• INSTRUCTIONS TO FOLLOW
Render the records from the line containing "outline --target=girl's eyebrow" through the end of the records as a Markdown table with columns Row and Line, numbering each row and leaving out blank lines.

[Contour labeling items]
++++++++++++++++++++
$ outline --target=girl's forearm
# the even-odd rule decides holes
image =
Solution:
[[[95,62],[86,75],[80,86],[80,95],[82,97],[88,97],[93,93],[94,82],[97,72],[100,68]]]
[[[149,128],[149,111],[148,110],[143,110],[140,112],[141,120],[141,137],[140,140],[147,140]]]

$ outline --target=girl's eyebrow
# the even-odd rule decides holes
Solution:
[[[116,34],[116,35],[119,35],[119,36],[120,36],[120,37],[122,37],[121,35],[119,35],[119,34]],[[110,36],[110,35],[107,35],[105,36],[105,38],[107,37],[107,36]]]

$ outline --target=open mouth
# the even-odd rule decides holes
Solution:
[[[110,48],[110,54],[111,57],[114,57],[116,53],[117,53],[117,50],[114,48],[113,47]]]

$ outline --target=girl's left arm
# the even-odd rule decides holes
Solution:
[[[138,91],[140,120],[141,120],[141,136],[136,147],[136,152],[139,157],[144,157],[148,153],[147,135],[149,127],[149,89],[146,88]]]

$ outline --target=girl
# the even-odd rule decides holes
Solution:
++++++++++++++++++++
• WRITTEN SOLUTION
| Row | Line |
|---|---|
| 1 | $ outline --target=girl's eyebrow |
| 2 | # the even-odd rule decides holes |
| 3 | Solution: |
| 4 | [[[116,34],[116,35],[119,35],[119,36],[120,36],[120,37],[122,37],[121,35],[119,35],[119,34]],[[110,36],[110,35],[107,35],[105,36],[105,38],[107,37],[107,36]]] |
| 5 | $ outline --target=open mouth |
| 6 | # the even-odd rule decides holes |
| 7 | Solution: |
| 8 | [[[110,48],[110,54],[111,57],[114,57],[116,53],[117,53],[117,50],[114,48],[113,47]]] |
| 9 | $ outline --target=girl's left arm |
| 10 | # the even-odd rule decides holes |
| 11 | Solution: |
| 12 | [[[138,91],[140,120],[141,120],[141,136],[136,147],[136,152],[139,157],[144,157],[148,153],[147,135],[149,127],[149,89],[146,88]]] |
| 13 | $ outline --target=girl |
| 14 | # the even-odd rule decides holes |
| 15 | Solution: |